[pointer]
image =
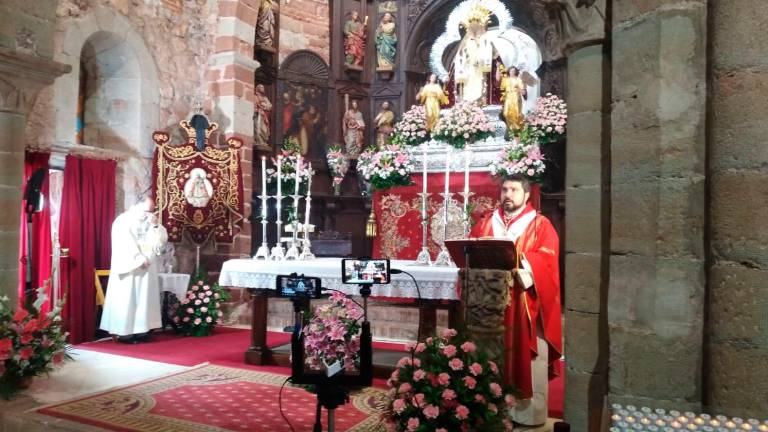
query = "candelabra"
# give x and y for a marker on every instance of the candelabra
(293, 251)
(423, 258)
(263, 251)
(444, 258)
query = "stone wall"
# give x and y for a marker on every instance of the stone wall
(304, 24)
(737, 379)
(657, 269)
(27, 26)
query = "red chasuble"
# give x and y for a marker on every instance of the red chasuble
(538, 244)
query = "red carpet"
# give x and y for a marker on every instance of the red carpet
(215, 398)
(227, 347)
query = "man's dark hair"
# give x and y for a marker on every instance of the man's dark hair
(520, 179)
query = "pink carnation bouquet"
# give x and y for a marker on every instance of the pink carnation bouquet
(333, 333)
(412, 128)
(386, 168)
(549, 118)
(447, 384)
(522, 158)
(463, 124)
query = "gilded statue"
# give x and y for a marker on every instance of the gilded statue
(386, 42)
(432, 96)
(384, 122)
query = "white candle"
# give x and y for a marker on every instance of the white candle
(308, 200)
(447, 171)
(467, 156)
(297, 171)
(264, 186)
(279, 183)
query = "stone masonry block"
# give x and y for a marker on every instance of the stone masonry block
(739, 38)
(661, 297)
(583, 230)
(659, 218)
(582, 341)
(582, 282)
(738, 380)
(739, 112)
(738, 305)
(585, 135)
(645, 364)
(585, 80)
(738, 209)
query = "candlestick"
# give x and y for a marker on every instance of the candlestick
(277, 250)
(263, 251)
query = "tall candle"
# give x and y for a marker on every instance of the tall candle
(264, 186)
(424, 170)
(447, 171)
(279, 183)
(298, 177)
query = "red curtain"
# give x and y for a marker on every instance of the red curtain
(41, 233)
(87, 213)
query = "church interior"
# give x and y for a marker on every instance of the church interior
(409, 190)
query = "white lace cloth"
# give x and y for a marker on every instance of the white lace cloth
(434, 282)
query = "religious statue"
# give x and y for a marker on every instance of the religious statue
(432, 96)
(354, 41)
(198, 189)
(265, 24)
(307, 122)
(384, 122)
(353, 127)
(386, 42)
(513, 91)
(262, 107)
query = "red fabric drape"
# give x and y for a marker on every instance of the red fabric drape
────
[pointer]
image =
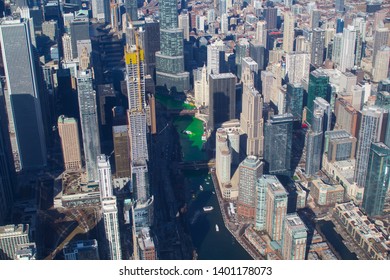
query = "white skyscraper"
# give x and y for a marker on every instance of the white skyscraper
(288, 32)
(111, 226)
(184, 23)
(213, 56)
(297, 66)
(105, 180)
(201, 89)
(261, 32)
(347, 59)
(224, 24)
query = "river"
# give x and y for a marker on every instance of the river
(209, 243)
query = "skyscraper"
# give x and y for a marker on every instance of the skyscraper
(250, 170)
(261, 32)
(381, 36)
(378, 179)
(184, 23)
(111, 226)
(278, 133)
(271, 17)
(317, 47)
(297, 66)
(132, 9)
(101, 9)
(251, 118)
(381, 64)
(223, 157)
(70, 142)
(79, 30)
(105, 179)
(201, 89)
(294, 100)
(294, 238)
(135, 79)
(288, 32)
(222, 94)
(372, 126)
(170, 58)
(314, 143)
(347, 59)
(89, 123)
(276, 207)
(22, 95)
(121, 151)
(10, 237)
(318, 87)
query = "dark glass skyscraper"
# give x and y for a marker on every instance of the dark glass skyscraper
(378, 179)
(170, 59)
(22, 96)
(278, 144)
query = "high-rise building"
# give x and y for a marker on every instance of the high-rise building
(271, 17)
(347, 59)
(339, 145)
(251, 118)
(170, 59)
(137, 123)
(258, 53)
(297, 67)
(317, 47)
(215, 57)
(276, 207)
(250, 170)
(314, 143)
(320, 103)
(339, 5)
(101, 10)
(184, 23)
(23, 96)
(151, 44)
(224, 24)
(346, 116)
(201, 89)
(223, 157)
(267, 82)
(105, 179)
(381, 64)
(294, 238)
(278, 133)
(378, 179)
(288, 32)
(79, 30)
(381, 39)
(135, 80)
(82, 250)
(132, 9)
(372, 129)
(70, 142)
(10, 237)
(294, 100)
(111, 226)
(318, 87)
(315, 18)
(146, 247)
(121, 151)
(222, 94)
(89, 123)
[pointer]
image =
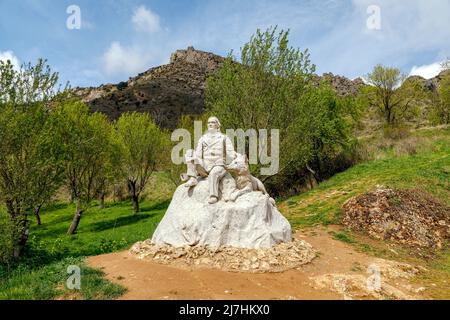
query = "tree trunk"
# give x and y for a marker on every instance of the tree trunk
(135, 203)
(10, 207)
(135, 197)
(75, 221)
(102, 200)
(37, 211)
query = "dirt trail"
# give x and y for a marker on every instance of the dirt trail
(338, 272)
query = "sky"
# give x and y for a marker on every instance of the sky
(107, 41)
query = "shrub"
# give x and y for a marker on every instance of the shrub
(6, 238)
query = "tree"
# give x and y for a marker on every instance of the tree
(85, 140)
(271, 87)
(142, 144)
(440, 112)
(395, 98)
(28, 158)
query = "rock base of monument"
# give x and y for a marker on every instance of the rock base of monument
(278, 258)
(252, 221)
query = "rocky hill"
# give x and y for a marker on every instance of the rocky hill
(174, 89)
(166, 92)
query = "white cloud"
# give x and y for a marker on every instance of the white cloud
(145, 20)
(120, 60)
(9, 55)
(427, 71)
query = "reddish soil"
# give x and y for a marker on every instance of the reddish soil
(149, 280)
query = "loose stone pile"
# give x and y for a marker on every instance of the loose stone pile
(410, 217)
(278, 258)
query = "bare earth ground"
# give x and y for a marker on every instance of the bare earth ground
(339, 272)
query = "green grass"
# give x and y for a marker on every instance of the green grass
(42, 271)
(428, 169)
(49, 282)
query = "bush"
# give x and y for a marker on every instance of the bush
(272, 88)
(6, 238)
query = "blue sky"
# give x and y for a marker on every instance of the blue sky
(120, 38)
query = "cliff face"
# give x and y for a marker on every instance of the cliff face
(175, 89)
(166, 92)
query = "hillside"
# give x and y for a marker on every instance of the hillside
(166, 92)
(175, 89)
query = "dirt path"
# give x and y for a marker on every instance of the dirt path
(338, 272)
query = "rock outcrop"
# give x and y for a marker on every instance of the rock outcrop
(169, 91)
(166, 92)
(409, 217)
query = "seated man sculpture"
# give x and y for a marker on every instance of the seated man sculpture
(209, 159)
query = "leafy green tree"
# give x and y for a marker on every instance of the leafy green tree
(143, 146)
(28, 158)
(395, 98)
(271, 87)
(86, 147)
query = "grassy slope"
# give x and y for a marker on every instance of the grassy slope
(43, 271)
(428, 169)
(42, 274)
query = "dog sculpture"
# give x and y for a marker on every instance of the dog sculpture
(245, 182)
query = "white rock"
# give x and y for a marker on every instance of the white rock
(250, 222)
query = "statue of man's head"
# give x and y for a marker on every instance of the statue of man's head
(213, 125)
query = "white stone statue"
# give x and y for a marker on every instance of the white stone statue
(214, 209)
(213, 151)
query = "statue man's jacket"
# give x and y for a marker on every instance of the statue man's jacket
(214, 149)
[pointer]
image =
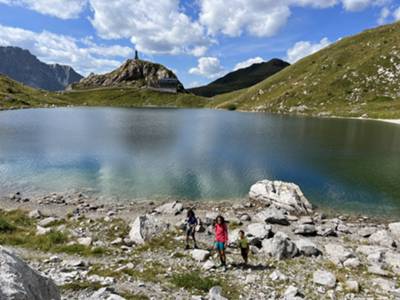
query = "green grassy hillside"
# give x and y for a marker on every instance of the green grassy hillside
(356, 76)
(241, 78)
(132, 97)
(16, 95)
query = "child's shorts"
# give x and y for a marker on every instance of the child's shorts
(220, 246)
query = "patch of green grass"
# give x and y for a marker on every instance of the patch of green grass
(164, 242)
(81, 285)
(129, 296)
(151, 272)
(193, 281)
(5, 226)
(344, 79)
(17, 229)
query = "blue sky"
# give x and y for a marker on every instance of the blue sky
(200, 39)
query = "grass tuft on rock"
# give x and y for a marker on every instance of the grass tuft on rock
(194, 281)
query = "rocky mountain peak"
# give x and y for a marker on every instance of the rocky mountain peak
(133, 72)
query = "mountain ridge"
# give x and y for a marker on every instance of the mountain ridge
────
[STATED PROBLEM] Extract every line of the records above that contains the word "jacket", matching case exactly.

[RESULT BELOW]
query = "statue man's jacket"
# give x and y for a marker on every instance of the statue man's jacket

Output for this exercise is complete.